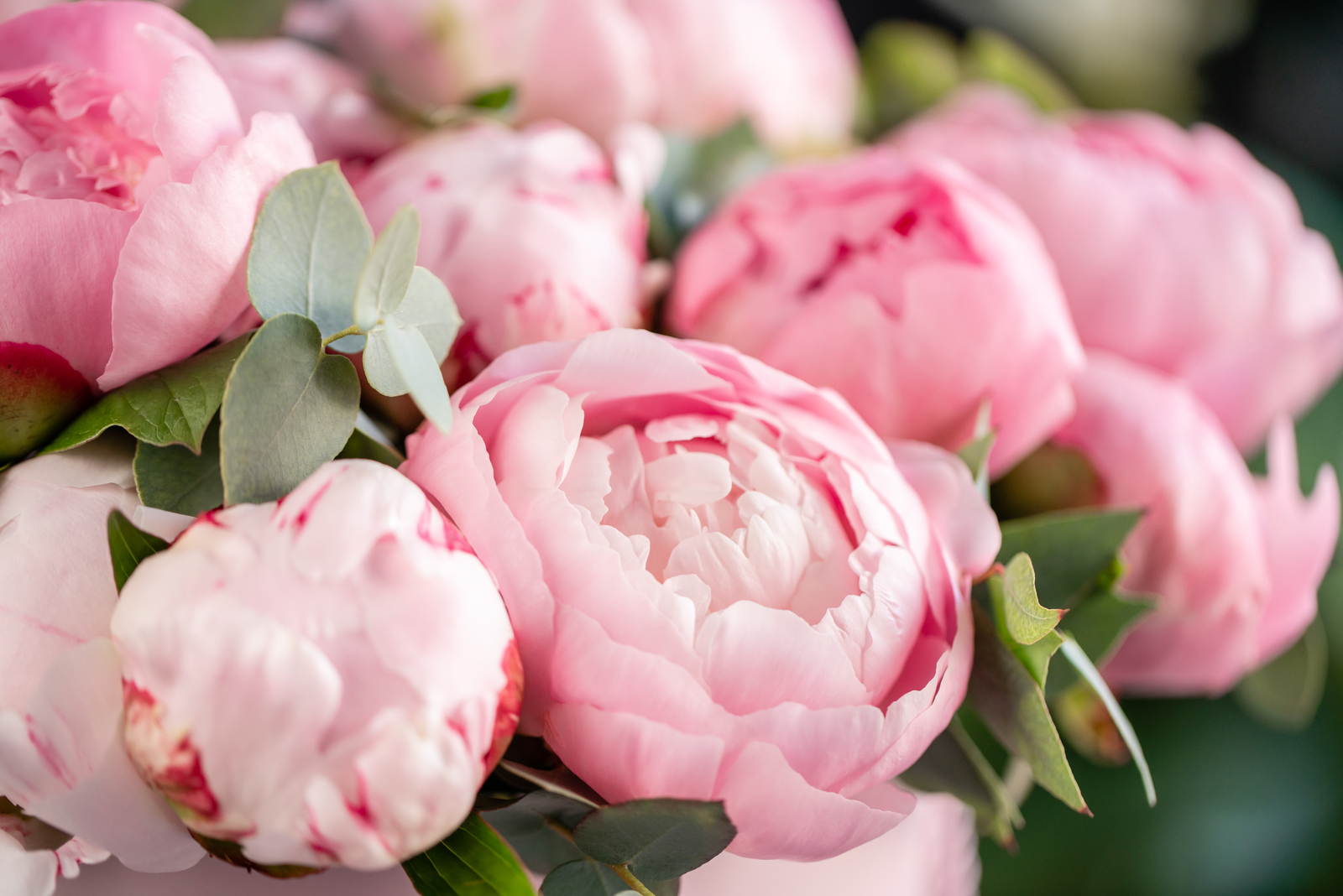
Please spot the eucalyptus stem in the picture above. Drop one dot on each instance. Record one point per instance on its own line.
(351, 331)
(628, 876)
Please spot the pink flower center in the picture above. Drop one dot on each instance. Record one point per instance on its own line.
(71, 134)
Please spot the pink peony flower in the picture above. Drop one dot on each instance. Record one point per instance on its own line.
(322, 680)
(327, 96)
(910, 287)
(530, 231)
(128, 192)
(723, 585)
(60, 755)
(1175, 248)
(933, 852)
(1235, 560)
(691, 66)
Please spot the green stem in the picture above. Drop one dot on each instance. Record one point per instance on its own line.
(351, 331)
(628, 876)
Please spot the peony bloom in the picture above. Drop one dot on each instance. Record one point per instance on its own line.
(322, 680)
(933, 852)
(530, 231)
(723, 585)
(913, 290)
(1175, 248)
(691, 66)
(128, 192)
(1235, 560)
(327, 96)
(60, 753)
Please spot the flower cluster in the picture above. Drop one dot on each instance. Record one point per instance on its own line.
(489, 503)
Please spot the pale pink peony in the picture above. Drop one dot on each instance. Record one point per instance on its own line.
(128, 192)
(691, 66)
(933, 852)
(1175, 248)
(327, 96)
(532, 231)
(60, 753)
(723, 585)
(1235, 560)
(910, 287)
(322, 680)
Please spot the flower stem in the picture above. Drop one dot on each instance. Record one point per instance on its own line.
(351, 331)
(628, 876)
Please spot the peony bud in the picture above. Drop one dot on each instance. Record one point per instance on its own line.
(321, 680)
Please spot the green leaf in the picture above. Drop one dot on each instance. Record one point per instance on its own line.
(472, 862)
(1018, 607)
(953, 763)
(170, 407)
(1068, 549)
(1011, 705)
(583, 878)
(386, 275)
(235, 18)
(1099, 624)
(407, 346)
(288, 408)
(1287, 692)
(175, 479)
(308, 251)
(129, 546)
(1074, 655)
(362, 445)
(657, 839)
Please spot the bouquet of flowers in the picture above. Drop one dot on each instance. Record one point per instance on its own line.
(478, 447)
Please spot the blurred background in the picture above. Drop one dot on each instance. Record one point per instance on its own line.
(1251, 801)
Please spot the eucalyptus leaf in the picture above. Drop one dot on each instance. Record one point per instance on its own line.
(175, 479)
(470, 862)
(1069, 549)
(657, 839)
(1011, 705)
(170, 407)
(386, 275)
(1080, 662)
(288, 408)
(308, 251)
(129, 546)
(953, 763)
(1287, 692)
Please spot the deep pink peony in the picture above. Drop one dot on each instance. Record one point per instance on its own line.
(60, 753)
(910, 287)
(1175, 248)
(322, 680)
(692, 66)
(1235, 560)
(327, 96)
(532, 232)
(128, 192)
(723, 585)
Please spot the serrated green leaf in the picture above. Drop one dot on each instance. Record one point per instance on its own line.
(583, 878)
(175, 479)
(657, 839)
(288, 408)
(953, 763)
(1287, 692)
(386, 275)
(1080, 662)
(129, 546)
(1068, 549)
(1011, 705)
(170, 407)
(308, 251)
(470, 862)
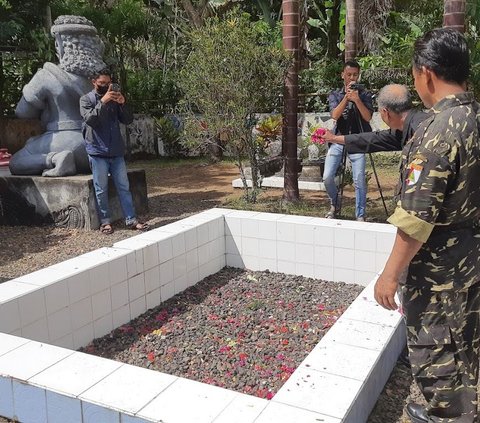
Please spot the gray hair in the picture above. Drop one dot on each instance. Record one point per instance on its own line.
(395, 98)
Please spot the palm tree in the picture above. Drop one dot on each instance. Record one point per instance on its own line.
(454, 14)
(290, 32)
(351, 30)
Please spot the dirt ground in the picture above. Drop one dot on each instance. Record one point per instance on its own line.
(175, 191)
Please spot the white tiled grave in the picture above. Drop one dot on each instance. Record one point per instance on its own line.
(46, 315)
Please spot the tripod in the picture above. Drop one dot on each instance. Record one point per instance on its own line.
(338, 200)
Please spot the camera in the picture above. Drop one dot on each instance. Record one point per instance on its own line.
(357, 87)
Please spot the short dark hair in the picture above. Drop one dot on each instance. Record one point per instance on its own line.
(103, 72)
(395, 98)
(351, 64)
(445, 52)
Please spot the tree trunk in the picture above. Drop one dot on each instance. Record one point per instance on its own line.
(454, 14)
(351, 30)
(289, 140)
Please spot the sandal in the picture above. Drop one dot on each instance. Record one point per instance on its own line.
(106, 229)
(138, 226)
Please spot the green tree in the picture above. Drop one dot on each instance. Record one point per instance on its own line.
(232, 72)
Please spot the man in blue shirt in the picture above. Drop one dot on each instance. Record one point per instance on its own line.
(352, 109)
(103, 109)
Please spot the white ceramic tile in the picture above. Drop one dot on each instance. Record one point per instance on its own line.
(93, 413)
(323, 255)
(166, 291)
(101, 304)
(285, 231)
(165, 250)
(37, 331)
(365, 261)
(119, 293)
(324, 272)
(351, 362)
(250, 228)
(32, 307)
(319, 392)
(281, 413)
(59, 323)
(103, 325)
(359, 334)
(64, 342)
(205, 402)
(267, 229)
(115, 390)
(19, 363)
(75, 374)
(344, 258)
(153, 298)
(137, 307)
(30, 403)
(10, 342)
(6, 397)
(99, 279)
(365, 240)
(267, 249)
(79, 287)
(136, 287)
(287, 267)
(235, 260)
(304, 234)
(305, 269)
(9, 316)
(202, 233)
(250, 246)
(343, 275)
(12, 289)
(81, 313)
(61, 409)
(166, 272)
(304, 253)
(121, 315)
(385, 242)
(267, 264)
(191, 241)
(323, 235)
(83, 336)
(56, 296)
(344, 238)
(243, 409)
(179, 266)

◆ ◆ ◆ ◆ ◆

Format the listing above as a JSON list of strings, one string per line, starting with its first line and going on through the line that contains "(1251, 801)", both ends included. Skip blank lines and leave the pictures out.

• EXERCISE RESPONSE:
[
  "Please spot the eucalyptus stem in the picture above. Drop one dot on each instance. Record one point per instance on its own line.",
  "(351, 331)",
  "(628, 876)",
  "Please spot the pink flower center in the picture above. Drop one dot on each instance. Record one point per instance on its own line.",
  "(71, 134)",
  "Please spot the pink peony flower in the picture above. Drop one dot on each instance. Record one point per instance on its own line.",
  "(322, 680)",
  "(327, 96)",
  "(910, 287)",
  "(530, 231)",
  "(128, 192)",
  "(723, 585)",
  "(60, 755)",
  "(1175, 248)",
  "(933, 852)",
  "(1235, 560)",
  "(691, 66)",
  "Please spot the green stem in the picture above. Drop one dot on each instance. Record one point per instance on its own line.",
  "(351, 331)",
  "(628, 876)",
  "Please spot the peony bloom in the picture above. Drop one dot on each instance. Record one point per instance on its own line.",
  "(322, 680)",
  "(933, 852)",
  "(530, 231)",
  "(723, 585)",
  "(913, 290)",
  "(1175, 248)",
  "(691, 66)",
  "(128, 192)",
  "(1235, 560)",
  "(327, 96)",
  "(60, 753)",
  "Please spot the flower cluster in the picture above. Drop one dot on each instance. Record one point per instance on its own line.",
  "(489, 503)",
  "Please spot the pale pink peony in the picture above. Drop one dot on each instance. Record one point per instance on its own line.",
  "(128, 192)",
  "(691, 66)",
  "(933, 852)",
  "(1175, 248)",
  "(327, 96)",
  "(532, 231)",
  "(60, 753)",
  "(723, 585)",
  "(1235, 560)",
  "(910, 287)",
  "(322, 680)",
  "Please spot the flower stem in the picture above. Drop one dot on each instance. Record one point per instance on its own line.",
  "(351, 331)",
  "(628, 876)",
  "Please spot the peony bud in the picture above. Drop one dot on each instance. Record one point per instance on its own line.",
  "(321, 680)",
  "Please spot the green leaf in the picture above. Drop one dot on each instance. Record one point per instance on its own line.",
  "(472, 862)",
  "(1018, 607)",
  "(953, 763)",
  "(170, 407)",
  "(1068, 549)",
  "(1011, 705)",
  "(583, 878)",
  "(386, 275)",
  "(235, 18)",
  "(1099, 624)",
  "(407, 346)",
  "(288, 408)",
  "(1287, 692)",
  "(175, 479)",
  "(308, 251)",
  "(129, 546)",
  "(1074, 655)",
  "(362, 445)",
  "(657, 839)",
  "Please spot the bouquet of flowers in the picture above. Drop one dot on each instance. Record one point per instance on its own line.",
  "(478, 447)",
  "Please spot the blurred background in the picture above. Drop one dot on each instance. Record one point per instance on its own line.",
  "(1251, 801)"
]